_EXERCISE AIM_
Copy out every line of the items below that contains the string "dark", matching its case.

□ □ □

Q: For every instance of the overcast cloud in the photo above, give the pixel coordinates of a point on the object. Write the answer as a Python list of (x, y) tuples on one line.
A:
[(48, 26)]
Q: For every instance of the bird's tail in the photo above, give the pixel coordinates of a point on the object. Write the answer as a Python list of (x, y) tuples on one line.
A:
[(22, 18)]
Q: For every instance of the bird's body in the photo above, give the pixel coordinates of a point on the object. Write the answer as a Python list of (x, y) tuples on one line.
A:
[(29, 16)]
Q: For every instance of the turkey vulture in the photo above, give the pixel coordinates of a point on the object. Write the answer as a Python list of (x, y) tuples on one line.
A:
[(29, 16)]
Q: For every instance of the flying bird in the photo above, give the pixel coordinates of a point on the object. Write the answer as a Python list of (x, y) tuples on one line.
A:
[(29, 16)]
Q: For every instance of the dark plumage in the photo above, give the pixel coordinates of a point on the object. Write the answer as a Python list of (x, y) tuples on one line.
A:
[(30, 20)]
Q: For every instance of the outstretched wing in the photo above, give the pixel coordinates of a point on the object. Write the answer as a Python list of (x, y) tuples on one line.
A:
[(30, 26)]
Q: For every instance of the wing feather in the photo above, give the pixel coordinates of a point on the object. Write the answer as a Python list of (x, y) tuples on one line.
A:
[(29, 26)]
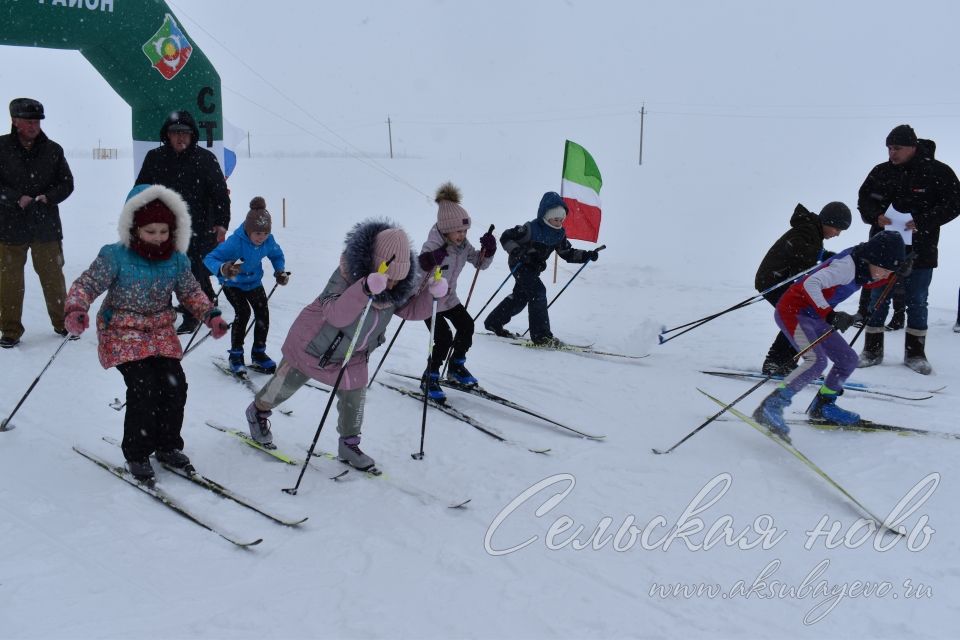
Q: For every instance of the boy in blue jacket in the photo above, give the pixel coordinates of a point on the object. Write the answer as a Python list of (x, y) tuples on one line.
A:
[(528, 246), (237, 264)]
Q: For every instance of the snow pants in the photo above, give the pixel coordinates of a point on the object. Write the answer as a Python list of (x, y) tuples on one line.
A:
[(156, 396)]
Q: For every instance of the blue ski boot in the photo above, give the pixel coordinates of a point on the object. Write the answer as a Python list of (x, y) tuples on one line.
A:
[(260, 361), (825, 409), (237, 367), (430, 384), (457, 372), (770, 412)]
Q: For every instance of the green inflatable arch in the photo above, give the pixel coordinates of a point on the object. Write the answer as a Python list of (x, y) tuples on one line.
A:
[(139, 48)]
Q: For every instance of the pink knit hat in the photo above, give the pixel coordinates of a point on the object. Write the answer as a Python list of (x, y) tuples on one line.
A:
[(393, 243), (450, 215)]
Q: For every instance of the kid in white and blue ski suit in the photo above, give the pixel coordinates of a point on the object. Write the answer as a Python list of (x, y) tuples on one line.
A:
[(243, 283)]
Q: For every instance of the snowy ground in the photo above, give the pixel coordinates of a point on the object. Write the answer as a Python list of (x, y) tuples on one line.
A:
[(86, 556)]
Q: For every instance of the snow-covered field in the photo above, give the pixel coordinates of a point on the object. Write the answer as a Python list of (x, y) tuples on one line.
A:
[(87, 556)]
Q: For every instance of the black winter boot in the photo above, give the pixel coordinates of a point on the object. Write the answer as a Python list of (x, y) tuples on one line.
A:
[(913, 355), (872, 353)]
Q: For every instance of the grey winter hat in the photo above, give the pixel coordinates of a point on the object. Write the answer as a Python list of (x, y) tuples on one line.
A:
[(26, 108), (902, 136), (835, 214)]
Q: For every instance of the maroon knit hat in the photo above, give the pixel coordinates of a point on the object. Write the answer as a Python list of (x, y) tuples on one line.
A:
[(154, 211), (450, 215)]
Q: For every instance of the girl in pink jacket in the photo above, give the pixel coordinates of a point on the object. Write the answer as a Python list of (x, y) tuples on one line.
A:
[(321, 334)]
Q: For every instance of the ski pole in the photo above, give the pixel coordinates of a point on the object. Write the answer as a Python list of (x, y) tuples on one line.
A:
[(336, 385), (512, 271), (584, 266), (446, 358), (384, 357), (5, 425), (216, 297), (744, 395), (433, 326), (254, 321), (693, 324)]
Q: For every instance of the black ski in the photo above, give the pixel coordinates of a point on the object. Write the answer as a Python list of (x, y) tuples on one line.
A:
[(857, 387), (155, 492), (480, 392), (374, 473), (455, 413), (191, 474)]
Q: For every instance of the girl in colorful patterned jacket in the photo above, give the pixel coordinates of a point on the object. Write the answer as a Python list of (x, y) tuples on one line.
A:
[(447, 247), (807, 311), (237, 263), (135, 323), (321, 335)]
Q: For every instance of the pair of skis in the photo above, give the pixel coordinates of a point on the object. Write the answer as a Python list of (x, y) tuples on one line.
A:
[(277, 454), (152, 489)]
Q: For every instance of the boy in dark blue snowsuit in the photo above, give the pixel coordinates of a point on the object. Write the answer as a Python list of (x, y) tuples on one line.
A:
[(528, 246)]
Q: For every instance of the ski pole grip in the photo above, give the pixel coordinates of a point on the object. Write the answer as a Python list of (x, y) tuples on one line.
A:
[(385, 265)]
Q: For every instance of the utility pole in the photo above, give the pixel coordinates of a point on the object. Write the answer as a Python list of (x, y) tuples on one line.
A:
[(390, 135), (643, 111)]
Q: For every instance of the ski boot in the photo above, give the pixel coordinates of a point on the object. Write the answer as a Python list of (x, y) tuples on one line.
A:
[(260, 361), (499, 331), (914, 356), (259, 424), (348, 451), (235, 360), (430, 384), (141, 470), (457, 372), (174, 458), (825, 410), (770, 412)]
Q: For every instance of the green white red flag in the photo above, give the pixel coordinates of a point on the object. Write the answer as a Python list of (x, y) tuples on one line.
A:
[(580, 190)]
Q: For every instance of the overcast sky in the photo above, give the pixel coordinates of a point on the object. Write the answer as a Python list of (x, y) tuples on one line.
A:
[(751, 106)]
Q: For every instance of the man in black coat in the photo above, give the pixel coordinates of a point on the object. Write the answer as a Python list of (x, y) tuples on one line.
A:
[(193, 172), (910, 182), (34, 179), (794, 252)]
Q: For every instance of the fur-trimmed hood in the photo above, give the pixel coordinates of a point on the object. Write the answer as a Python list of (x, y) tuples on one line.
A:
[(357, 260), (140, 196)]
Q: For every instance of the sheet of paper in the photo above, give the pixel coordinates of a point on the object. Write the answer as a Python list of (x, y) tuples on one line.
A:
[(898, 223)]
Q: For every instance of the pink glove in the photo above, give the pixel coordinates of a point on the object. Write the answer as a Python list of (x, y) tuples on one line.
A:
[(76, 322), (376, 283), (218, 327), (439, 288)]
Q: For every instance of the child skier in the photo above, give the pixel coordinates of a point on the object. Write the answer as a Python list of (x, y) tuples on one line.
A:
[(447, 246), (237, 265), (529, 245), (135, 324), (321, 334), (808, 310)]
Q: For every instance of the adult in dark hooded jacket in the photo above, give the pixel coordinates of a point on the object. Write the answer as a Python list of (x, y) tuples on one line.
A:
[(911, 182), (528, 246), (193, 172), (794, 252), (34, 179)]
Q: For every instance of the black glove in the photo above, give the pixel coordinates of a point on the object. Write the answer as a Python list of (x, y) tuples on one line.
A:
[(488, 245), (430, 259), (841, 320), (906, 267)]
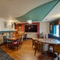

□ □ □

_THE COMPLETED TASK_
Q: For every instance of the dark plumage in the photo above, give the pixel coordinates of a point on the object. Write the answer as a Python list of (x, y) tuples on one line.
Q: For every instance of the boy in dark blue snowsuit in the photo above, give the pixel coordinates of a point on the object. Write the answer as a Python list of (x, y) tuples on one line.
Q: For every instance of the adult in dark hooded jacket in the photo above, give the pixel coordinates of a point on the object. Write the answer as a Python list of (x, y) tuples on one line.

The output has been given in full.